(Record set begins)
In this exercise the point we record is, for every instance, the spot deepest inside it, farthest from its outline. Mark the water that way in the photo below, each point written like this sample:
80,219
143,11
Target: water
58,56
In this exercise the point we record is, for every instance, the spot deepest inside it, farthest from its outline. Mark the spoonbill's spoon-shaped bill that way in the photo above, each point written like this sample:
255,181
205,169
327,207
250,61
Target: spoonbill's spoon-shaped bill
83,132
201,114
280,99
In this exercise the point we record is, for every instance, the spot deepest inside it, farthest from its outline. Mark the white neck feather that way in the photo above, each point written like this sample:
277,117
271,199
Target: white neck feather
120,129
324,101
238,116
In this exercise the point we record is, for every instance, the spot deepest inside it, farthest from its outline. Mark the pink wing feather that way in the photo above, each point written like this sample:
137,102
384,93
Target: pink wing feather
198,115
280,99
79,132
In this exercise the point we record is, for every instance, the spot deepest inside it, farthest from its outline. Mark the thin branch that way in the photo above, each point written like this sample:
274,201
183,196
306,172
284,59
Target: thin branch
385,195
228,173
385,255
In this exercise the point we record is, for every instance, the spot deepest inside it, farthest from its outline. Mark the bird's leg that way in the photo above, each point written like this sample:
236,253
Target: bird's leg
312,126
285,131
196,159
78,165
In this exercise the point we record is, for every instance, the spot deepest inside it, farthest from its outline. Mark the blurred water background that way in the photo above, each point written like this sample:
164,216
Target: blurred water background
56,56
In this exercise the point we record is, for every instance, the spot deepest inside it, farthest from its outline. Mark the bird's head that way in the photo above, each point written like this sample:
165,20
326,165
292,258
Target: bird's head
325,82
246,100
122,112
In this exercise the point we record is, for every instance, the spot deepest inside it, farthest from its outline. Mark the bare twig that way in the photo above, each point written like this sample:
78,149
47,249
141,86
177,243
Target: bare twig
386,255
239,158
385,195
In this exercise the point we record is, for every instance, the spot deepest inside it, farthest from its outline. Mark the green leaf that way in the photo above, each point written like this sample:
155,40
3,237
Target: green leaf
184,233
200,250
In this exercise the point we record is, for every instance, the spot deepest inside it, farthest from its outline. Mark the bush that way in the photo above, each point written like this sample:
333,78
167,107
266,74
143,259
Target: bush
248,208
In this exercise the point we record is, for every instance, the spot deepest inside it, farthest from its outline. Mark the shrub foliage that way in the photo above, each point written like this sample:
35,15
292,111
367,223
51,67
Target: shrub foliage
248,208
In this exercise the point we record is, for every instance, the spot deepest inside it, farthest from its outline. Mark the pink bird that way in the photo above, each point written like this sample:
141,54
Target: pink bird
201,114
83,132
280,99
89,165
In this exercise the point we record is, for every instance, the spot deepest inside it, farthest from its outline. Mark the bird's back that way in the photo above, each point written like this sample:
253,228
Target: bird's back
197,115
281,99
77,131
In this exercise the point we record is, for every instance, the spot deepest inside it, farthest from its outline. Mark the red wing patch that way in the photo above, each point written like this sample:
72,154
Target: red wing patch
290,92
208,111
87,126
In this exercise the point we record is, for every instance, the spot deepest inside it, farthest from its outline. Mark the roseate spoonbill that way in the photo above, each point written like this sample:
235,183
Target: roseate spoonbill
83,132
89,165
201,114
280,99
(Record set ends)
* About this exercise *
Give every entry once more, exactly as it reads.

* Exercise solution *
In this exercise the point we record is, for every instance, the spot deepest inside it, farthest from its outline. Mark the water that way in the photo below, each point written like this sample:
80,219
143,11
Target: water
58,56
In this exercise the point we record is, for every instance, the spot deepest inside it, farthest from its outline. Mark the spoonbill's spoon-shaped bill that way in the photo above, each point written like this sample:
255,181
205,169
327,207
250,61
Target: spoonbill's spoon-shaped bill
83,132
201,114
280,99
In this exercise the point we record is, for every instance, the spot deepest inside it, farthest from its outline. Mark the white neck feather that way in the photo above, each point written like this sample:
277,117
271,199
Target: white neck feather
120,129
324,101
238,116
In this exercise the point we record is, for every instance, the spot deepest inside it, farthest from its outline. Mark the pink wing feather that way in the photo above, each point written like this sample:
137,102
384,93
Target: pink wing feather
198,115
280,99
79,132
In this exercise the point we record is, for every instance, the spot deepest inside it, farthest from its outline. Mark the thin branch that way in the photo above, each point written like this sample:
274,201
183,196
306,172
284,59
Target: thin branch
385,195
228,173
385,255
In this exercise the point we record is, for every instance, the spot deepest inside it, farthest from its outline. Mark the bird's leg that way in the photo above, each point written like this sample:
236,253
Target: bird's leg
312,126
285,131
196,159
78,165
In this exercise the point we record is, for every instance, the spot deepest inside it, farthest from its outline. Mark the blurred water background that way in the photo above, each point written like this sample:
164,216
Target: blurred water background
56,56
In this exercise the point we record is, for every instance, the spot deepest inside it, farthest from its outline. Mark the bird's head that way in the photo above, each point written like this sample:
165,20
326,165
292,258
Target: bird's head
325,82
246,100
122,112
In this exercise the point we record is, for every instance, the spot deepest inside it, farthest from its outline. Mark the bare twig that way in the photo above, each point written like this sample:
78,149
47,249
141,86
177,243
Target: bare twig
386,255
239,158
385,195
In this exercise the point we record is, for every instance, the spot deepest inside it, farthest from its outline. Mark the green leaf that way in the photo above, each point written like this sample:
155,40
3,237
Target: green leaf
184,233
200,250
In this exercise the point we record is, for every instance, the spot deepest inside it, farthest from its outline. Mark the bush that way in the photo above, each point written like this sample:
333,78
167,107
266,74
143,259
Target: bush
248,208
In this exercise the point we record is, for every instance, the spot deepest inside it, farthest from its outline. Mark the shrub foliage that way in the photo above, each point written like this sample:
35,15
292,111
367,223
51,67
Target: shrub foliage
248,208
In this exercise the point we record is, for every instance, the spot deepest inside it, farthest from its outline. Mark the pink bird that way in the photo above, each point written like this sample:
141,54
Target: pink bird
201,114
83,132
280,99
89,165
In this exercise the point we record is, for every instance, the spot deepest inside it, farthest from its outline. Mark the bird's back that way in the photo above, each point written like this sample:
253,228
Target: bird's back
197,115
281,99
77,131
In this exercise the point we record is, for every instance, the spot deepest inside it, farthest from its outline. Mark the red wing patch that way in the photo above, each point written like this sample:
72,154
Target: red wing patch
290,92
208,111
87,126
In this exercise the point we record is, for every instance, the spot deepest inside it, farthest from its outline. Mark the roseate spoonbill that way in the photo above, each point written like this sample:
235,183
Target: roseate spoonbill
83,132
89,165
201,114
280,99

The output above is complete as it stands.